▶ _Aufgabenstellung_:
Tauschen Sie in den folgenden Datensätzen jedes „windmill“ gegen „barn“ aus und geben Sie alles Übrige unverändert wieder. Lassen Sie die Bilder in Ihrer Antwort weg.

________________________________________

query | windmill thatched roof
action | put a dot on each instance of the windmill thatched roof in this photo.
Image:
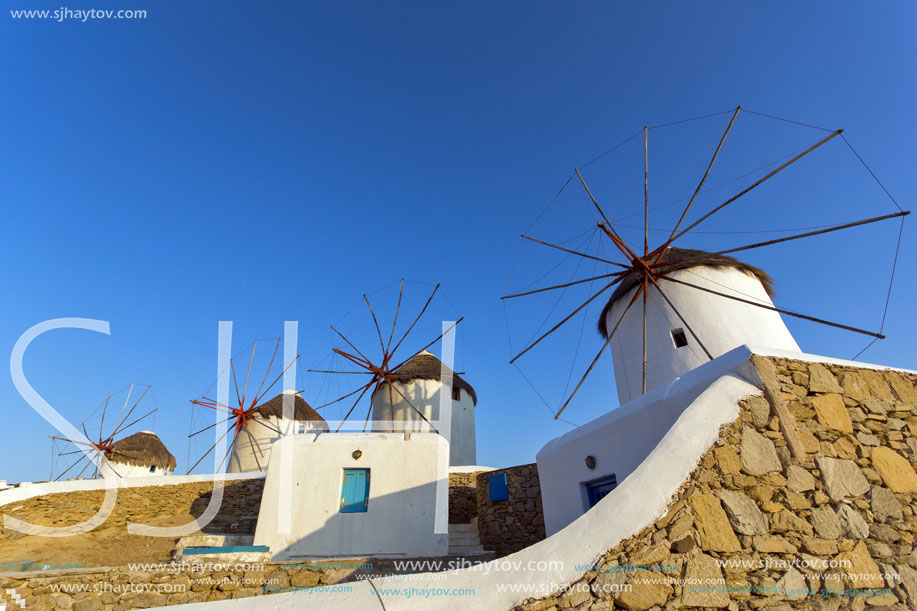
(685, 258)
(143, 449)
(302, 411)
(425, 366)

________________________________________

▶ _Lösung der Aufgabe_:
query | barn thatched roof
action | put a dot on each instance of the barn thatched roof in this photo.
Image:
(685, 258)
(143, 449)
(302, 411)
(425, 366)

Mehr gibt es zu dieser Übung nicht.